WRITTEN INSTRUCTION 1 » In the Gloss forum thread, what exception message does the decode call in the REPL session produce?
====== PROVIDED TEXT ======
Re: ANN: Gloss, a byte-format DSL

pepijn (aka fliebel) Mon, 10 Jan 2011 01:52:35 -0800

The later. The string in my example is \n terminated, so it should
read past the \0, and then the outer list should terminate on the last
\0.


My point is that I need to parse recursive structures, which of course
contain the same terminator as the outer one.

What if I wanted to parse null terminated lists of null terminated
lists of ... of bytes? Like so:

abc\0def\0\0
def\0ghi\0jkl\0\0
\0

Your implementation would just make the outer list read to the first
\0 and call it a day. What I need is that it only checks for a
terminator on the outer list after reading a full inner list, and keep
doing that, until it finds a terminator right after the inner list.

Pepijn

On Jan 6, 7:17 am, Zach Tellman <[email protected]> wrote:
> I'm confused by what you expect the decoded value for that string to
> look like.  Is it:
>
> [["blabla" "hi hi" "jg"] [" grrrr"]]
>
> or
>
> [["blabla" "hi hi" "jg\0 grrrr"]]
>
> Zach
>
> On Jan 5, 3:36 am, "pepijn (aka fliebel)" <[email protected]>
> wrote:
>
>
>
>
>
>
>
> > Nothing :(
>
> > $ lein repl
> > "REPL started; server listening on localhost:32399."
> > user=> (use '[gloss core io])
> > nil
> > user=> (defcodec t (repeated (string :utf-8 :delimiters
> > ["\n"]) :delimiters ["\0"]))
> > #'user/t
> > user=> (decode t (.getBytes "blabla\nhihi\njg\0 grrrr\n\0"))
> > java.lang.Exception: Cannot evenly divide bytes into sequence of
> > frames. (NO_SOURCE_FILE:0)
====== DATASET EXTRACT ======
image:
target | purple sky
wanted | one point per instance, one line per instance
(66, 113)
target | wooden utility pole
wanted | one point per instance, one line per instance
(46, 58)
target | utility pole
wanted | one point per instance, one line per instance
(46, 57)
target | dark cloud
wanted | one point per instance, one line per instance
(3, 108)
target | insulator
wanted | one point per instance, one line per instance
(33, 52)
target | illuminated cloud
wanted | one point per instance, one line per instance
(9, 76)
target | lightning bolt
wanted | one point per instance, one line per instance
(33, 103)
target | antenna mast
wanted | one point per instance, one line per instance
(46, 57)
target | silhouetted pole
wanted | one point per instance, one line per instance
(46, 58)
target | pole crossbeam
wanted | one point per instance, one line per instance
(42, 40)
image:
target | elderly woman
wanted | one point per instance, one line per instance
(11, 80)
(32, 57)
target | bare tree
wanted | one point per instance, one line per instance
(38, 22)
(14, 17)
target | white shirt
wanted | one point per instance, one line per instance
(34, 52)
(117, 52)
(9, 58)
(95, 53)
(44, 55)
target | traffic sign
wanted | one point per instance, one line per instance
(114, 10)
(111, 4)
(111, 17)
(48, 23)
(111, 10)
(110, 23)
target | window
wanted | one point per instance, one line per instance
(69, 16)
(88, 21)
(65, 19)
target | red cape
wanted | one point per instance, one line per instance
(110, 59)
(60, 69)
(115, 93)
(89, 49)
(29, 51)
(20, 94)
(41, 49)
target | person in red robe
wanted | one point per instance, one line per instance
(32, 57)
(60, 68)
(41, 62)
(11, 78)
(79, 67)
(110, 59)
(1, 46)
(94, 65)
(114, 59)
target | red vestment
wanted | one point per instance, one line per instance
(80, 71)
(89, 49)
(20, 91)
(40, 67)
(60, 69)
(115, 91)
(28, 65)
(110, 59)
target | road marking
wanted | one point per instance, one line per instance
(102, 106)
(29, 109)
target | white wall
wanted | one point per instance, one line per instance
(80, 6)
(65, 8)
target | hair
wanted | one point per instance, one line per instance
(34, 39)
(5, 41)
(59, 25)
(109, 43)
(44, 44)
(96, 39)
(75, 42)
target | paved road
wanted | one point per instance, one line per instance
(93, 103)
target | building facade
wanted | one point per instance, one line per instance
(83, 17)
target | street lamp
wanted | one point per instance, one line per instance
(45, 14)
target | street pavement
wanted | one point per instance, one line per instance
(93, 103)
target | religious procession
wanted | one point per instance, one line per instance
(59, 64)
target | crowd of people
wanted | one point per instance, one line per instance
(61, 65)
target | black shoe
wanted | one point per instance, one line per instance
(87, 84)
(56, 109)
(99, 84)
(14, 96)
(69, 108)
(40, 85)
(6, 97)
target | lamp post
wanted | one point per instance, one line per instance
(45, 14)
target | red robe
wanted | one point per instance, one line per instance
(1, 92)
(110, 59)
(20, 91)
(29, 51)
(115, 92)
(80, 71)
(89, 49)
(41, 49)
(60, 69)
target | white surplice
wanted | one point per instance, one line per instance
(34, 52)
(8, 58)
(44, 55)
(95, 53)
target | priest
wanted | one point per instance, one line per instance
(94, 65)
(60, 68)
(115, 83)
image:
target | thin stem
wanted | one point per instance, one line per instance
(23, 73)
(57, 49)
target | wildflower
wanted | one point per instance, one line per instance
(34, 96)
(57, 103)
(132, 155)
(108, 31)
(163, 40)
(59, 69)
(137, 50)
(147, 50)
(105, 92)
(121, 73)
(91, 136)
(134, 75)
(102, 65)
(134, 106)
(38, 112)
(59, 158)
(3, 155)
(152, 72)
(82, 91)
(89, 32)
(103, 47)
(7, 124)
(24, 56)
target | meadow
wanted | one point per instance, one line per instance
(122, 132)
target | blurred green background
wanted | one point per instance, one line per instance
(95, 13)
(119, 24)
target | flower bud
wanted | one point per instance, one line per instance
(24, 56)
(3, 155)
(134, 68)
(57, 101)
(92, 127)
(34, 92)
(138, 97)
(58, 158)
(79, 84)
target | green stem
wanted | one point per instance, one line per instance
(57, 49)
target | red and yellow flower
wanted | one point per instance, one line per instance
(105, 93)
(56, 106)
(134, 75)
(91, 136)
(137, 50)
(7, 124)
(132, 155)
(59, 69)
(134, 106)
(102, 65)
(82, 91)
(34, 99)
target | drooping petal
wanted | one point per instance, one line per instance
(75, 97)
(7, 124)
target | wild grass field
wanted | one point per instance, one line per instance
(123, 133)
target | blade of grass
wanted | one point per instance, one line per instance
======
WRITTEN INSTRUCTION 2 » Which lines in the rows contain the word "white"? Copy out each of them.

WORKED ANSWER 1 » java.lang.Exception: Cannot evenly divide bytes into sequence of frames.

WORKED ANSWER 2 »
target | white shirt
target | white wall
target | white surplice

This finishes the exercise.